EXTRAIT FOURNI:
Monsieur le Président,
Madame, Monsieur,
Mesdames et Messieurs les différents représentants,
Il y a un an, il n’y avait pas encore le titre « forêt » sur le Ministère de l’Agriculture, de l’Agroalimentaire. C’était à quelques heures de la correction qui a vu le Ministre de l’Agriculture, de l’Agroalimentaire être aussi celui de la forêt. Il s’est passé en un an beaucoup de choses, même si on peut considérer que tout cela va trop lentement, vous l’avez dit Monsieur le Président, quand on parle de la forêt, on est sur des projets à long terme et en même temps quand on veut préparer une loi, c’est vrai qu’on est obligé d’engager des processus de discussion qui prennent un peu de temps.
Je reviens ici car je tiens à marquer l’attachement qui est le mien et la continuité qui doit être la mienne par rapport à la question de la forêt et puis par rapport à votre Fédération qui représente par une large majorité de la surface forestière en France. Il y a à la fois une continuité et le respect de l’engagement qui est le vôtre et on est à la veille de la discussion sur une loi d’avenir qui portera sur l’agriculture, l’outre mer et la forêt. Je pense qu’on pourra organiser les débats avec des rapporteurs qui auront chacun une responsabilité sur chacun des textes, même si tout cela fait partie d’un ensemble, je crois que vous êtes attaché à juste raison à ce que la forêt soit dans ce débat parfaitement identifiée. Je veillerai à trouver les moyens pour que dans ce débat il y ait un texte forêt qui soit porté et qui permette à chacun de se repérer dans le cadre général mais avec spécificité qui est la vôtre sur la forêt. Je le disais, on a engagé des discussions, deux rapports ont été présentés au Conseil Supérieur de la Forêt, l’un qui provenait du Conseil Général de l’agriculture de la ruralité et qui a porté sur les grandes questions forestières et le rapport de Jean Yves CAULLET que le Premier Ministre, la Ministre de l’Environnement et moi-même avons missionné pour «défricher » le terrain et offrir des pistes. Vous avez rappelé que dans ce Conseil Supérieur, j’avais moi-même essayé d’arrêter 7 grands objectifs que vous avez repris Monsieur le Président dans votre discours, pour essayer de donner aux rapports qui ont été présentés et avec des mesures qui étaient nombreuses à la fois fiscales, fonds, organisation, débouchés donnaient une structure qui a été reprise aujourd’hui. Un courrier a été envoyé à l’ensemble des participants au Conseil Supérieur de la forêt et des réponses commencent à arriver et vous avez noté dans votre discours que vous étiez force de proposition. On est dans un moment par rapport aux enjeux, on est au moment où on construit ce qui va être l’architecture de la loi et vous avez précisé aussi, et vous avez raison, que ce qui ne relèvera pas uniquement de la loi, il y a du règlementaire aussi. Il y a aussi toutes les questions fiscales qui vont relever du débat sur la loi sur la préparation de la loi de finances, cela va précéder la loi sur la forêt elle-même.

DONNÉES FOURNIES:

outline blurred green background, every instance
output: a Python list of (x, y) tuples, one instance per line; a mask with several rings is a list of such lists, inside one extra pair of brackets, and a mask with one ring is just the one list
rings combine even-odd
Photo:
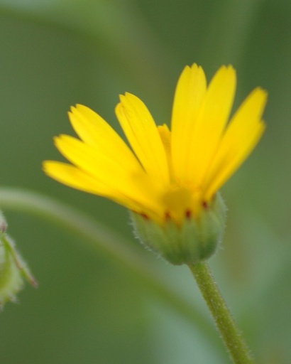
[[(72, 134), (67, 111), (82, 103), (119, 130), (114, 109), (126, 91), (158, 124), (170, 120), (186, 64), (209, 79), (238, 73), (238, 105), (269, 92), (266, 134), (224, 188), (226, 237), (210, 261), (258, 362), (291, 361), (291, 3), (287, 0), (0, 0), (1, 185), (33, 189), (92, 215), (128, 245), (127, 212), (47, 178), (61, 160), (52, 138)], [(84, 242), (29, 215), (5, 210), (40, 287), (0, 314), (3, 364), (229, 363), (198, 328), (155, 299), (121, 267)], [(148, 252), (153, 269), (207, 309), (186, 268)], [(210, 318), (209, 318), (210, 321)]]

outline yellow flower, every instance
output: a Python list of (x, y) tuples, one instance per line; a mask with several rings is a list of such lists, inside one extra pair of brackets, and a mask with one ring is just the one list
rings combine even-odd
[(182, 226), (212, 204), (216, 192), (258, 144), (267, 94), (255, 89), (229, 117), (236, 72), (222, 66), (207, 85), (203, 69), (179, 79), (171, 128), (157, 127), (143, 102), (120, 96), (116, 114), (130, 146), (82, 105), (69, 113), (79, 139), (61, 135), (58, 150), (72, 164), (47, 161), (45, 173), (71, 187), (110, 198), (160, 226)]

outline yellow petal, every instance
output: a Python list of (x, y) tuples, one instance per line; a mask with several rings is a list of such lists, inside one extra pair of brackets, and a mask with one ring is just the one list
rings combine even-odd
[(203, 69), (196, 65), (186, 66), (176, 87), (172, 114), (172, 159), (177, 179), (185, 181), (189, 164), (189, 133), (197, 122), (207, 90)]
[[(160, 211), (160, 208), (153, 205), (153, 200), (150, 198), (153, 197), (153, 191), (148, 191), (148, 186), (144, 186), (145, 180), (143, 178), (140, 181), (143, 194), (134, 196), (134, 193), (132, 193), (132, 189), (123, 191), (120, 191), (118, 185), (116, 185), (116, 188), (106, 186), (86, 171), (71, 164), (55, 161), (45, 161), (43, 164), (43, 168), (48, 176), (61, 183), (77, 190), (110, 198), (130, 210), (140, 213), (146, 213), (155, 220), (161, 220), (160, 216), (163, 216), (163, 213)], [(138, 181), (136, 181), (136, 182), (141, 186)], [(146, 196), (147, 192), (148, 196)]]
[(69, 117), (74, 129), (87, 144), (121, 165), (139, 168), (139, 163), (128, 146), (98, 114), (77, 105), (71, 108)]
[(258, 143), (265, 128), (261, 121), (267, 93), (255, 89), (234, 115), (204, 182), (208, 199), (234, 173)]
[[(91, 179), (95, 179), (97, 186), (104, 186), (111, 191), (111, 199), (120, 200), (120, 196), (123, 196), (122, 204), (128, 208), (129, 205), (134, 204), (135, 210), (136, 206), (143, 206), (150, 211), (160, 210), (158, 196), (163, 186), (141, 168), (136, 169), (129, 164), (127, 166), (121, 165), (118, 160), (110, 159), (72, 136), (62, 135), (55, 141), (62, 154)], [(101, 191), (97, 194), (104, 196)]]
[(155, 122), (146, 106), (133, 95), (120, 96), (116, 116), (132, 149), (150, 176), (169, 179), (167, 157)]
[(188, 179), (200, 186), (228, 122), (236, 86), (232, 66), (222, 66), (212, 78), (198, 119), (189, 134)]
[(55, 161), (45, 161), (43, 167), (48, 176), (70, 187), (104, 196), (112, 196), (114, 194), (111, 188), (75, 166)]

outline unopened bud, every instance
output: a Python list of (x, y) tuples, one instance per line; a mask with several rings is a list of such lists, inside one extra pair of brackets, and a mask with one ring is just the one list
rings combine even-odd
[(185, 216), (181, 226), (170, 219), (160, 225), (133, 212), (131, 218), (136, 235), (146, 247), (173, 264), (193, 264), (214, 253), (224, 231), (226, 211), (217, 193), (199, 216)]
[(0, 308), (8, 301), (16, 301), (23, 287), (23, 278), (33, 286), (37, 282), (16, 250), (13, 240), (6, 234), (7, 224), (0, 212)]

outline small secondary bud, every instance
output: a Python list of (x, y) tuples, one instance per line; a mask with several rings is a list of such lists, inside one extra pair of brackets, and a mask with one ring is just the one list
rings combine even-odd
[(37, 286), (26, 264), (6, 234), (7, 224), (0, 212), (0, 308), (9, 301), (16, 301), (16, 294), (24, 285), (23, 278)]
[(135, 233), (146, 247), (170, 263), (197, 264), (209, 258), (222, 238), (226, 220), (226, 205), (217, 193), (202, 207), (197, 217), (185, 212), (181, 226), (170, 218), (160, 225), (131, 212)]

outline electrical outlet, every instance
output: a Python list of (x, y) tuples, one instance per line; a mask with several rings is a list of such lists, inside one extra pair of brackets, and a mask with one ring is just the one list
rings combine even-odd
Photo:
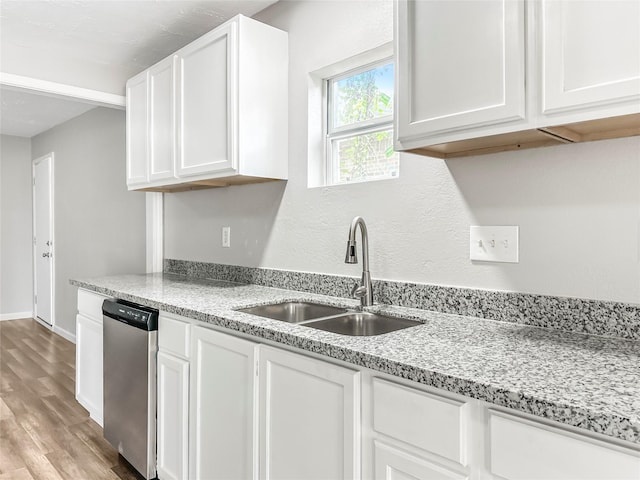
[(481, 262), (519, 263), (519, 227), (469, 227), (469, 258)]
[(231, 246), (231, 227), (222, 227), (222, 246), (225, 248)]

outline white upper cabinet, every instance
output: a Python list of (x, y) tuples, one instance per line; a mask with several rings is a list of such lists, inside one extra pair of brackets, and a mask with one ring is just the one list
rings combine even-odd
[(149, 72), (127, 82), (127, 185), (146, 185), (149, 181)]
[(639, 18), (637, 0), (399, 0), (396, 149), (640, 135)]
[(129, 80), (129, 189), (286, 180), (287, 41), (238, 15)]
[(525, 118), (523, 0), (398, 4), (401, 145)]
[(149, 69), (149, 180), (174, 178), (173, 57)]
[[(542, 0), (540, 7), (542, 112), (550, 121), (637, 113), (640, 2)], [(581, 111), (569, 115), (574, 110)]]
[(228, 24), (182, 49), (178, 65), (178, 175), (232, 170), (236, 27)]

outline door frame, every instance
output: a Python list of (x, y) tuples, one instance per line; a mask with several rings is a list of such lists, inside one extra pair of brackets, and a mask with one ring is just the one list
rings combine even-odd
[[(48, 325), (46, 322), (38, 319), (38, 310), (37, 310), (37, 302), (36, 295), (38, 295), (38, 282), (36, 278), (36, 261), (37, 261), (37, 252), (36, 252), (36, 165), (42, 162), (43, 160), (50, 159), (51, 169), (49, 175), (49, 228), (51, 230), (51, 325)], [(55, 175), (55, 157), (53, 152), (49, 152), (46, 155), (35, 158), (31, 162), (31, 219), (32, 219), (32, 230), (31, 230), (31, 251), (33, 256), (33, 270), (32, 270), (32, 278), (33, 278), (33, 318), (40, 323), (41, 325), (53, 330), (56, 324), (56, 308), (55, 308), (55, 300), (56, 300), (56, 239), (55, 239), (55, 223), (54, 223), (54, 175)]]

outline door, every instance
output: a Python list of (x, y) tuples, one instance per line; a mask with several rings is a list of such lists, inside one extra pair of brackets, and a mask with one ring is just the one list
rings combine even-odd
[(360, 373), (262, 346), (260, 478), (360, 478)]
[(191, 342), (190, 475), (255, 478), (257, 344), (202, 327)]
[(53, 153), (33, 161), (34, 312), (53, 325)]
[(522, 0), (402, 0), (397, 8), (397, 146), (524, 121)]
[(177, 53), (179, 177), (236, 168), (236, 36), (230, 23)]

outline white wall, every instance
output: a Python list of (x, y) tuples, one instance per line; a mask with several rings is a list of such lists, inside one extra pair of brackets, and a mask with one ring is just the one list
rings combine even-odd
[(33, 311), (31, 142), (0, 136), (0, 319)]
[(70, 278), (145, 271), (145, 197), (128, 192), (125, 114), (96, 108), (33, 137), (54, 152), (56, 326), (75, 333)]
[[(165, 195), (165, 257), (640, 302), (640, 138), (438, 160), (401, 155), (400, 178), (307, 188), (308, 73), (392, 39), (391, 1), (279, 2), (256, 17), (289, 32), (289, 178)], [(520, 225), (519, 264), (469, 260), (469, 226)], [(220, 229), (231, 226), (231, 248)]]

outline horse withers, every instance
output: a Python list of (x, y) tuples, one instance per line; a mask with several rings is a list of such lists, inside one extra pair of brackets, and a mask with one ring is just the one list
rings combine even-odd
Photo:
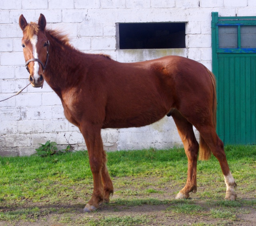
[[(92, 197), (84, 210), (109, 201), (114, 188), (108, 173), (101, 129), (140, 127), (171, 116), (188, 157), (188, 178), (176, 198), (196, 191), (196, 164), (211, 152), (219, 161), (226, 185), (225, 198), (236, 197), (236, 186), (217, 136), (216, 82), (199, 63), (176, 56), (121, 63), (108, 55), (83, 53), (66, 36), (38, 23), (19, 18), (29, 81), (35, 87), (45, 80), (61, 100), (65, 115), (83, 135), (93, 177)], [(199, 144), (193, 125), (200, 133)]]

CONSIGNES:
• a. D'après l'extrait fourni, quels domaines la loi d'avenir abordera-t-elle ? Énumérez-les tous.
• b. Dans les enregistrements, reproduisez le passage qui s'ouvre sur la ligne contenant « outline door, every instance » et se ferme sur celle contenant « 226), (231, 248)]] », consignes comprises. Multipliez par 0,3 chaque coordonnée des réponses, puis arrondissez à l'entier, les demis vers le haut.

RÉPONSES FOURNIES:
• a. l'agriculture, l'outre-mer, la forêt

• b.
outline door, every instance
output: a Python list of (x, y) tuples, one instance per line; a mask with several rings is a list of such lists, inside one extra pair of brackets, and a mask with one ring is just the one list
rings combine even-odd
[(108, 112), (79, 104), (78, 143), (108, 143)]
[(57, 103), (57, 143), (77, 143), (77, 103), (61, 98)]
[(16, 46), (10, 48), (10, 94), (16, 98)]
[(157, 0), (121, 0), (119, 2), (119, 44), (157, 36)]
[(53, 16), (54, 53), (71, 50), (71, 11), (69, 7)]

outline white wall, every instance
output: a Python list of (x, y) tuples, one instance per line; a mask with several rings is a list of such lists, inside one extra pair of brackets, and a mask with one ring is just the one list
rings combine even-odd
[(10, 93), (9, 43), (0, 41), (0, 96)]
[(21, 83), (44, 81), (44, 59), (38, 58), (38, 34), (29, 32), (10, 41), (16, 46), (17, 98), (23, 100)]
[[(50, 59), (50, 77), (192, 91), (192, 41), (131, 48), (120, 47), (120, 53), (92, 56), (92, 22), (118, 12), (117, 0), (84, 1), (77, 5), (87, 10), (87, 53)], [(156, 68), (156, 79), (141, 78), (141, 68)], [(66, 69), (69, 68), (69, 74)]]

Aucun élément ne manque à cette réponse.